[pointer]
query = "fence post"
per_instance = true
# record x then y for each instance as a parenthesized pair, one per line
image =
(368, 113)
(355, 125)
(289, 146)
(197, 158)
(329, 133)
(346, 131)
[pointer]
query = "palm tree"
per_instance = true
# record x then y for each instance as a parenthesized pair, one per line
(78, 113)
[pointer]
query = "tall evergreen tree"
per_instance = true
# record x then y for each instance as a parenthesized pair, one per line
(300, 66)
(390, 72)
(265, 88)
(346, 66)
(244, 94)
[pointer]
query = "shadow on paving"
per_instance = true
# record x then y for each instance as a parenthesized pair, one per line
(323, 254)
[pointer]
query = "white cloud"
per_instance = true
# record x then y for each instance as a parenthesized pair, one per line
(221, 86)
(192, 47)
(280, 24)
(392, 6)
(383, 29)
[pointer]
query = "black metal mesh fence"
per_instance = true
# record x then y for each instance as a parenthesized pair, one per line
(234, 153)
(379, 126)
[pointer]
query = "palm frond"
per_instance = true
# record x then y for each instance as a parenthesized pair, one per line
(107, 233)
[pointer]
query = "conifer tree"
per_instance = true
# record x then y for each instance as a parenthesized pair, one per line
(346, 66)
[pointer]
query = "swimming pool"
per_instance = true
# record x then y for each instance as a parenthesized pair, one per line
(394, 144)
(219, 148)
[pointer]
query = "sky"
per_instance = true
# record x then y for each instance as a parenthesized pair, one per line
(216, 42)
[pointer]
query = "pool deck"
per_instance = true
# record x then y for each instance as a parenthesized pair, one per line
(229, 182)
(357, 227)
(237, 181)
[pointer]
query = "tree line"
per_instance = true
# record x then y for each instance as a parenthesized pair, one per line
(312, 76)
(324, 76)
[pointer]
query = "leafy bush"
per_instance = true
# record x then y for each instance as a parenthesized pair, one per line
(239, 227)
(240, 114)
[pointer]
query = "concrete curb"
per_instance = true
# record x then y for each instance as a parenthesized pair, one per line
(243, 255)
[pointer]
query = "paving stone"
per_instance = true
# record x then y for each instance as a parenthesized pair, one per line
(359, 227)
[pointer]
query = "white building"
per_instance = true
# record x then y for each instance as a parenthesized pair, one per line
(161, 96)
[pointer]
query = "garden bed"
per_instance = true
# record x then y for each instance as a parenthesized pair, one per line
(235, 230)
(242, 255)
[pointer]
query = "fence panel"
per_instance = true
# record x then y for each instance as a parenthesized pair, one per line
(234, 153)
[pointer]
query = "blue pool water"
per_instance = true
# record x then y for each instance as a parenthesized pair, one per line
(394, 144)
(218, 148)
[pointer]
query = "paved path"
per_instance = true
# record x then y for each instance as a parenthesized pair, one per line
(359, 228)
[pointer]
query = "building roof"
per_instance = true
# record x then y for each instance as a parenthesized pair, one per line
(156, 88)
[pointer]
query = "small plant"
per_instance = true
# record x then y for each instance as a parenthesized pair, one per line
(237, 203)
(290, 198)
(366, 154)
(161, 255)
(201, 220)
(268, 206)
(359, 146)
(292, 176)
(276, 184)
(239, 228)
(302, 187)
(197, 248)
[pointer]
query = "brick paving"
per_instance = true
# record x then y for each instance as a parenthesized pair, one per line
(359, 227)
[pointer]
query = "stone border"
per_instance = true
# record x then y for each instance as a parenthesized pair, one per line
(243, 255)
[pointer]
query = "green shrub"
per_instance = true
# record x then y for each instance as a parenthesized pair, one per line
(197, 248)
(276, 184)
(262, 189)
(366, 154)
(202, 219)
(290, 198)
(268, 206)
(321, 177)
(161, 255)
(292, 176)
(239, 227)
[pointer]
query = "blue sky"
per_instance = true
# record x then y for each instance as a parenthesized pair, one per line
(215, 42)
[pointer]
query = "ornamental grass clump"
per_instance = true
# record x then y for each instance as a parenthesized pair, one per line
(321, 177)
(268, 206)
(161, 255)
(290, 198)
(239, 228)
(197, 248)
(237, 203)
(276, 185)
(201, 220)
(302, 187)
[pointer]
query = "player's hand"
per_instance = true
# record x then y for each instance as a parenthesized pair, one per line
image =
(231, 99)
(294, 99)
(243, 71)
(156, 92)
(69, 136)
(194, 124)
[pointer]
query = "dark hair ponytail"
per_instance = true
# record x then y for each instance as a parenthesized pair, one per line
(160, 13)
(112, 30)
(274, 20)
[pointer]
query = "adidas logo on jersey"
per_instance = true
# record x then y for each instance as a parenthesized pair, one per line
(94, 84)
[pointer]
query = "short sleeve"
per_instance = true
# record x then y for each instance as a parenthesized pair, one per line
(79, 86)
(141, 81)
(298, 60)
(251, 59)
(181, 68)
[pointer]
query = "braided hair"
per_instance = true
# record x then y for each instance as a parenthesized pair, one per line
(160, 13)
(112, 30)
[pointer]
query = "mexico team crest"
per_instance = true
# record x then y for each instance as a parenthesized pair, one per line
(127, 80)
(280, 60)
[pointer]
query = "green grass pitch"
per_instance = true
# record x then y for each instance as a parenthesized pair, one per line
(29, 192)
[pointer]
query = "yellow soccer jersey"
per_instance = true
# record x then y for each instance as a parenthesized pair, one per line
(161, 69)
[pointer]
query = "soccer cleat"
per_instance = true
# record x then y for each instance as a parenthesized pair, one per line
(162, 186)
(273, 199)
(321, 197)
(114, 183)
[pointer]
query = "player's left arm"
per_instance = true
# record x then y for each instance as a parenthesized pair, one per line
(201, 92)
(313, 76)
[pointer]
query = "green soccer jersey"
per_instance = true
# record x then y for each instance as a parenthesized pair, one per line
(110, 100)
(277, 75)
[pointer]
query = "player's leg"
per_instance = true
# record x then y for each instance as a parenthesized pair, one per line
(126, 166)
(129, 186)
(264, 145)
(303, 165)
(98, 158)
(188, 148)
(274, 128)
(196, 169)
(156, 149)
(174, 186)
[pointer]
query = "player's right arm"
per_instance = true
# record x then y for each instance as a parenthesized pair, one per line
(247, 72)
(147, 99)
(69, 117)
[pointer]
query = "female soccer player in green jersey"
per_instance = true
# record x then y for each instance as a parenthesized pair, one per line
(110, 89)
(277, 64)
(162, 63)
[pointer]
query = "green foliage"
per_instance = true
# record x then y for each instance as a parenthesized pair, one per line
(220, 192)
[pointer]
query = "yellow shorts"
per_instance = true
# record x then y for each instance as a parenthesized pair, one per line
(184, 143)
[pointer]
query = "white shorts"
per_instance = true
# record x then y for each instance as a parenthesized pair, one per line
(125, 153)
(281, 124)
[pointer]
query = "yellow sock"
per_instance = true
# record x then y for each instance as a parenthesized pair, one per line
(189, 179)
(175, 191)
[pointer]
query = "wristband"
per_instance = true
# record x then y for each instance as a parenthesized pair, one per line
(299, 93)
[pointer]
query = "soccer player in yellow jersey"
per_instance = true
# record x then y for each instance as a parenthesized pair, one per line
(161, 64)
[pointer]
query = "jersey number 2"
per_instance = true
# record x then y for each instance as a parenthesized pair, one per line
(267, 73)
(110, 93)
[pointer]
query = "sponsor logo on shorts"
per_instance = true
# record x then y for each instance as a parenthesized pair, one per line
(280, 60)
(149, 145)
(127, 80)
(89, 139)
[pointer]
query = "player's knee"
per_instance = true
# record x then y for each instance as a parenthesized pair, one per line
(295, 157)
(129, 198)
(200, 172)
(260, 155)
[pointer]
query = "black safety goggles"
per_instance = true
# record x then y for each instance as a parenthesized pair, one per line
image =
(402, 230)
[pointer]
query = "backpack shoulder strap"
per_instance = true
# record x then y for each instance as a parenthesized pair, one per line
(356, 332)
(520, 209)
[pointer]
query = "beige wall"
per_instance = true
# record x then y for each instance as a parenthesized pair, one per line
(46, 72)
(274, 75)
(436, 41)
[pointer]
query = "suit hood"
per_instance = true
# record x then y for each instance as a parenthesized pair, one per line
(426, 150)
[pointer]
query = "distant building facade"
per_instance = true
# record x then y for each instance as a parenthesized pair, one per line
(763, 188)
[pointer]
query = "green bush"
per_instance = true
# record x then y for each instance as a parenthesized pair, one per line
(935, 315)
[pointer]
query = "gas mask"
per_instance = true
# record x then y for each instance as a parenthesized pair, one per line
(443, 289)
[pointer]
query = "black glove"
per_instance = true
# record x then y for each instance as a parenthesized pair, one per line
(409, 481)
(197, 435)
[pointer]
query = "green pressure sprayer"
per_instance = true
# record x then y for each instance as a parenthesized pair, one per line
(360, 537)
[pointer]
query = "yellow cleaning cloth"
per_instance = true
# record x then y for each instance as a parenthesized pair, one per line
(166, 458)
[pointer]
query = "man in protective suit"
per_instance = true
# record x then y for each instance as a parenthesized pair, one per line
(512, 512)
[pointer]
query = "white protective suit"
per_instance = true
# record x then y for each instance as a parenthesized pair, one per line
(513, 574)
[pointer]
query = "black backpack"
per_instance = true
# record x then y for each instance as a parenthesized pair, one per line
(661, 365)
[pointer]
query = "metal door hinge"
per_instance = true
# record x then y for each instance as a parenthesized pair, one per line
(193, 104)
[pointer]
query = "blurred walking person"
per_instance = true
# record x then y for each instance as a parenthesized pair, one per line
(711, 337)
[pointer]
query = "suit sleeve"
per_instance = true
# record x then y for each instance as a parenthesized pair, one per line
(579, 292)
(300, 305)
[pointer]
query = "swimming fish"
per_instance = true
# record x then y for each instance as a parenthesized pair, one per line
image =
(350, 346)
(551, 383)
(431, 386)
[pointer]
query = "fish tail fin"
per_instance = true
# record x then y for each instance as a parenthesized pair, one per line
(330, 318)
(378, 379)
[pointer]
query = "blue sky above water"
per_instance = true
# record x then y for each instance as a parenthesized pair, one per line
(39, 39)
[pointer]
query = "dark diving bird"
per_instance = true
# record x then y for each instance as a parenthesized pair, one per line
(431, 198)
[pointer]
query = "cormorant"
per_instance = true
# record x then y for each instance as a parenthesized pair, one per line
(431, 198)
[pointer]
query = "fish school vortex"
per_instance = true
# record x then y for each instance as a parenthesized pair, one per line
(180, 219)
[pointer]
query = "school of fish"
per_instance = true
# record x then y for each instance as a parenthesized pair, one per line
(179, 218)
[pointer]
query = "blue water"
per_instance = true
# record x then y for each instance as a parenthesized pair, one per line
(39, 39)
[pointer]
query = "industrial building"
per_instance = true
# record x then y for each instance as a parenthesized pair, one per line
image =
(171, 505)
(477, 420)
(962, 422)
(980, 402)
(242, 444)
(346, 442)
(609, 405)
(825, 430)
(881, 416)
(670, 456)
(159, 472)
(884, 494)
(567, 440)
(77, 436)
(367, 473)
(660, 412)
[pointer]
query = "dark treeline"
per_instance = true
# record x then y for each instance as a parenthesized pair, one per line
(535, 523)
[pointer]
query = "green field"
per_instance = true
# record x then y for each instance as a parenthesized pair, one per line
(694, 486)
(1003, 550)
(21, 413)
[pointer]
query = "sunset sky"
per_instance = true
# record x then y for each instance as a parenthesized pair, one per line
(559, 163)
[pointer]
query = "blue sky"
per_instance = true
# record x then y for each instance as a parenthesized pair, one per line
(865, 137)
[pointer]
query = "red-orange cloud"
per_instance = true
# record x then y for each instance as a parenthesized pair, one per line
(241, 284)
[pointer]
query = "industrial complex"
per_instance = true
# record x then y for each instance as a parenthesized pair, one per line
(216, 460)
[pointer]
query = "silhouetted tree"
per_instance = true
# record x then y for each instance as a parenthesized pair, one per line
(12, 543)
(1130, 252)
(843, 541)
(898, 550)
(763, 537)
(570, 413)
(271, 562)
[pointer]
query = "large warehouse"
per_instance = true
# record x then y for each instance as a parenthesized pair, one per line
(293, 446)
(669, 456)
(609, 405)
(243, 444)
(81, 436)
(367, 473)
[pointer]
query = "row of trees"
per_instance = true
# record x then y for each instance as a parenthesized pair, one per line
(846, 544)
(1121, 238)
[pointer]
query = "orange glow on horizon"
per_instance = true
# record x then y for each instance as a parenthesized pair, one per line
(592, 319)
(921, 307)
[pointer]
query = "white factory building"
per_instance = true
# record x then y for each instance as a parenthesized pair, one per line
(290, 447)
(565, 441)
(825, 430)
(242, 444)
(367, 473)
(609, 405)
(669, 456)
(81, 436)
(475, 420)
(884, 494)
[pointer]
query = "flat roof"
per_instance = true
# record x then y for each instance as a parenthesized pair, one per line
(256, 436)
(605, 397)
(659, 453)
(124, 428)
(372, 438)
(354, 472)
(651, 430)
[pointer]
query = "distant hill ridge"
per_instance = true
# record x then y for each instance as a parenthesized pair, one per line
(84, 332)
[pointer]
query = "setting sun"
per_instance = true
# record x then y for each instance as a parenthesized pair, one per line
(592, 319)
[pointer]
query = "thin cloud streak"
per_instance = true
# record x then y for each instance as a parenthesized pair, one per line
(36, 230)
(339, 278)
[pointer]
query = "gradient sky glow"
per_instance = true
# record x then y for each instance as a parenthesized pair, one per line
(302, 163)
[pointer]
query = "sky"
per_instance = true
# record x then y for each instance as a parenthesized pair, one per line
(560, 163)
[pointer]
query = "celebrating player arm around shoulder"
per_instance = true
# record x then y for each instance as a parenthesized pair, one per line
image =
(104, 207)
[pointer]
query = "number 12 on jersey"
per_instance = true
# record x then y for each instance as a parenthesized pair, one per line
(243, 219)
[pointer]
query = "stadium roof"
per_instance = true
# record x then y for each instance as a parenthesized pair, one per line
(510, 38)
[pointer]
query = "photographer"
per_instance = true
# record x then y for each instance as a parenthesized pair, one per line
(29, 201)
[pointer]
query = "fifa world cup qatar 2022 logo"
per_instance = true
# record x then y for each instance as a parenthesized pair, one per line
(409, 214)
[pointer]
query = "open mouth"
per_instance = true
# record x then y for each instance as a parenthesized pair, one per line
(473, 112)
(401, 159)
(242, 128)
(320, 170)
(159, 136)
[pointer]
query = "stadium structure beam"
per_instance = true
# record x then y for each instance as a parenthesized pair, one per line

****************************************

> [Work to complete]
Gather every line in the data above that contains the word "distant", and copy each one in full.

> [Solved exercise]
query = "distant building facade"
query = "distant hill ridge"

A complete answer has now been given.